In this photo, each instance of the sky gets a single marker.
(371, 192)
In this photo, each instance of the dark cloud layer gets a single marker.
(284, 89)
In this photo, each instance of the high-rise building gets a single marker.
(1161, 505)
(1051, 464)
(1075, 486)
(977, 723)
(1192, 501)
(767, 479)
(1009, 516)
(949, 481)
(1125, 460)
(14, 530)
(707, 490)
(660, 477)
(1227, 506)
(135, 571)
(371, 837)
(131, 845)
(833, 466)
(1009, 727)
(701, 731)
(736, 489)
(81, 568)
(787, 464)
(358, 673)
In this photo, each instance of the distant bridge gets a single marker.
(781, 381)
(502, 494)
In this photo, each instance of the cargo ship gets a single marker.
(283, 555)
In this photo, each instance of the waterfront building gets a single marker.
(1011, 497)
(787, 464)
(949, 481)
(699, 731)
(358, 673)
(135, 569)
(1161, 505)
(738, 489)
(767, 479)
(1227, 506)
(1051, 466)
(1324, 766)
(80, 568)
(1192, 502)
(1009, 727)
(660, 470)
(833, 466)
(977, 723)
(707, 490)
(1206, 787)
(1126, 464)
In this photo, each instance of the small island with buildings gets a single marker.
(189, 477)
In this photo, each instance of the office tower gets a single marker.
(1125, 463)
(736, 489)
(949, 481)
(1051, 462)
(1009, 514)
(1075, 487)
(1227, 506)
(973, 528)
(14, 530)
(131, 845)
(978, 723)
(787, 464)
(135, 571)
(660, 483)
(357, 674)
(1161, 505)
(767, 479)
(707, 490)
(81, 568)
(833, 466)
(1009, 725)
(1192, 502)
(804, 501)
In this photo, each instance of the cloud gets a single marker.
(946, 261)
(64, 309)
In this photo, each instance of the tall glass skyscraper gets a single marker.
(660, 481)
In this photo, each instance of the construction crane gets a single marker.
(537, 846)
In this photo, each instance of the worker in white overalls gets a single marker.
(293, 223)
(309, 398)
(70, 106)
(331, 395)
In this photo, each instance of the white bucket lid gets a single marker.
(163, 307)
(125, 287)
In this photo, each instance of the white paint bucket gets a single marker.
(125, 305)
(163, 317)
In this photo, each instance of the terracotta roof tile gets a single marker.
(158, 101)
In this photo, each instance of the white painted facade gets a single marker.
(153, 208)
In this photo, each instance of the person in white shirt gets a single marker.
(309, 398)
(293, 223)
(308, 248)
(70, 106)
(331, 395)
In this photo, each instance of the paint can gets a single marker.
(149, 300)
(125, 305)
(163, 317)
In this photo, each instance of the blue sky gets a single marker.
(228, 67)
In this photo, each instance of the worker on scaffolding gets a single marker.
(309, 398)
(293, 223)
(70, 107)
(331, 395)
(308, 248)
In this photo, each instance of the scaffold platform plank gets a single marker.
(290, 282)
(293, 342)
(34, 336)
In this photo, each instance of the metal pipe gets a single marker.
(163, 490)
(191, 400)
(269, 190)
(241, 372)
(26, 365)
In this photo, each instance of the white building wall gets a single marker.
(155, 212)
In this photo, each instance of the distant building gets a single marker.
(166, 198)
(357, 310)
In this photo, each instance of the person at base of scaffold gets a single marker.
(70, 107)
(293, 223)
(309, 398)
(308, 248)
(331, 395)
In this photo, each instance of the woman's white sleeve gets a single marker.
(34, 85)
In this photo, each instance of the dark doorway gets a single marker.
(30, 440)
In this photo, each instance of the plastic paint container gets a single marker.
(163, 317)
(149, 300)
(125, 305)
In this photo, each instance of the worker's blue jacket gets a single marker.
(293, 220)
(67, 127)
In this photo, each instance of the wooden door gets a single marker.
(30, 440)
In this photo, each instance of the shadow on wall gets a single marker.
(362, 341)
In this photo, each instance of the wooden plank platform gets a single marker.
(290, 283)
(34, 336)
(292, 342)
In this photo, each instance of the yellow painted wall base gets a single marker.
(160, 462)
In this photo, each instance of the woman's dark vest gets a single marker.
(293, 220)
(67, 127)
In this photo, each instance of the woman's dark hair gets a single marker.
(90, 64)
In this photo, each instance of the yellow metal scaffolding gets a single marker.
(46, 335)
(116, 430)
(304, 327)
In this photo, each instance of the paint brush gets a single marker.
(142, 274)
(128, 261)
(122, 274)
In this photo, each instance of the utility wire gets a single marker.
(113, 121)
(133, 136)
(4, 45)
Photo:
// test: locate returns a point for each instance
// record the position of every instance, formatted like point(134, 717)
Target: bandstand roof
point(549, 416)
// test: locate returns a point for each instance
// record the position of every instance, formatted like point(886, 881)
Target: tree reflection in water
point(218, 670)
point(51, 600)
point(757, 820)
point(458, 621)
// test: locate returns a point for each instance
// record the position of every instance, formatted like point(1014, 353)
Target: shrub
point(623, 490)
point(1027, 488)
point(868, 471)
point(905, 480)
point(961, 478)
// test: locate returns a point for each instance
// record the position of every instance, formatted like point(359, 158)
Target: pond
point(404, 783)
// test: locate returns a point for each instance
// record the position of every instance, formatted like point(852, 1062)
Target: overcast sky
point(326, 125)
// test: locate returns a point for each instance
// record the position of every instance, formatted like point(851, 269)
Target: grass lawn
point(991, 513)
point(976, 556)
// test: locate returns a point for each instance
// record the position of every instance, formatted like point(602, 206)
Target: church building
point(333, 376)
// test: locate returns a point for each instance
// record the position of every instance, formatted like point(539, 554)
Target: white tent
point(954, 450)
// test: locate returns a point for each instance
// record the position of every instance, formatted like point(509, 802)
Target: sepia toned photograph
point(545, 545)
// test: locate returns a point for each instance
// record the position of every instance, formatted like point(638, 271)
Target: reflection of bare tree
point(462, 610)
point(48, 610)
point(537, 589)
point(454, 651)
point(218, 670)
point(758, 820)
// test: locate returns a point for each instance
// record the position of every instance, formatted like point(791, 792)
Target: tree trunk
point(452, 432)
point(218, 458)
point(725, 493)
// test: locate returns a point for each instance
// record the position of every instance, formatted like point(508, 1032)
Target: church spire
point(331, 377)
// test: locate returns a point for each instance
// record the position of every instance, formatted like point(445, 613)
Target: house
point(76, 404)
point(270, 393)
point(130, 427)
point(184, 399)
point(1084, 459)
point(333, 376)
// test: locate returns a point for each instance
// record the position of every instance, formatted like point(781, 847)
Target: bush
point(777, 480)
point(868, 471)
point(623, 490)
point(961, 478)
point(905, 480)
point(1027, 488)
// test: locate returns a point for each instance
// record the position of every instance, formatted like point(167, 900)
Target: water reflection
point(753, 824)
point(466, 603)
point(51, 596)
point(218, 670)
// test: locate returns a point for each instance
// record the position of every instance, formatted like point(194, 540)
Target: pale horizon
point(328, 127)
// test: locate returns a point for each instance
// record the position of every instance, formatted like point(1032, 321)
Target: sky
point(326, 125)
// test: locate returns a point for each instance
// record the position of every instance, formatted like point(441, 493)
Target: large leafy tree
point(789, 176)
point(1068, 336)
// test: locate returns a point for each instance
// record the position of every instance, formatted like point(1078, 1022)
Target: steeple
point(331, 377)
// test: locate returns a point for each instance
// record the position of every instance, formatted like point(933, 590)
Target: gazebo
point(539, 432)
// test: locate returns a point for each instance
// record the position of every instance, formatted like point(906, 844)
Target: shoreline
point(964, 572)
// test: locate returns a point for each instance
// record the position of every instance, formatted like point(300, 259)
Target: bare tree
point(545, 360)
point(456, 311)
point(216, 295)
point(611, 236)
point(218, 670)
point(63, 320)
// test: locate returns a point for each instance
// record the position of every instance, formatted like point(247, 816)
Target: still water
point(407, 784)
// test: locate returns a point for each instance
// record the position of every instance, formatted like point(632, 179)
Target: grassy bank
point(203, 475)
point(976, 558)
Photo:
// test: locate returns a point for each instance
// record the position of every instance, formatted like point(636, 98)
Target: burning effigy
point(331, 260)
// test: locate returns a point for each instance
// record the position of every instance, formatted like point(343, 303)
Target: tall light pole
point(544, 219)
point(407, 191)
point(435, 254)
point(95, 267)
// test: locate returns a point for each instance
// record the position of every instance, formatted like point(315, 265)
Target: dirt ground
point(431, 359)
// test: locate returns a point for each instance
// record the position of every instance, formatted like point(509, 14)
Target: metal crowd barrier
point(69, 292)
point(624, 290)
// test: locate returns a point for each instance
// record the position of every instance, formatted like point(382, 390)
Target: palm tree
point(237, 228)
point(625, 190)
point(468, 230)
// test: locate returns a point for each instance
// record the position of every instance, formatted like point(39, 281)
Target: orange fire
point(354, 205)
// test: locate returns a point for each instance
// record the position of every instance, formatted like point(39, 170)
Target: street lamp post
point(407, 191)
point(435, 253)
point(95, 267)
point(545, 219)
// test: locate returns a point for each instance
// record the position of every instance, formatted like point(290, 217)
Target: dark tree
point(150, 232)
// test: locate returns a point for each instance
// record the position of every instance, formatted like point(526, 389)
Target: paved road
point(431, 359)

- [WORK TASK]: Output the line holding "like point(526, 389)", then every later line through the end of the records above, exactly as given and nothing else.

- [ANSWER SPACE]:
// record the position of every instance, formatted like point(526, 389)
Target: paved road
point(431, 359)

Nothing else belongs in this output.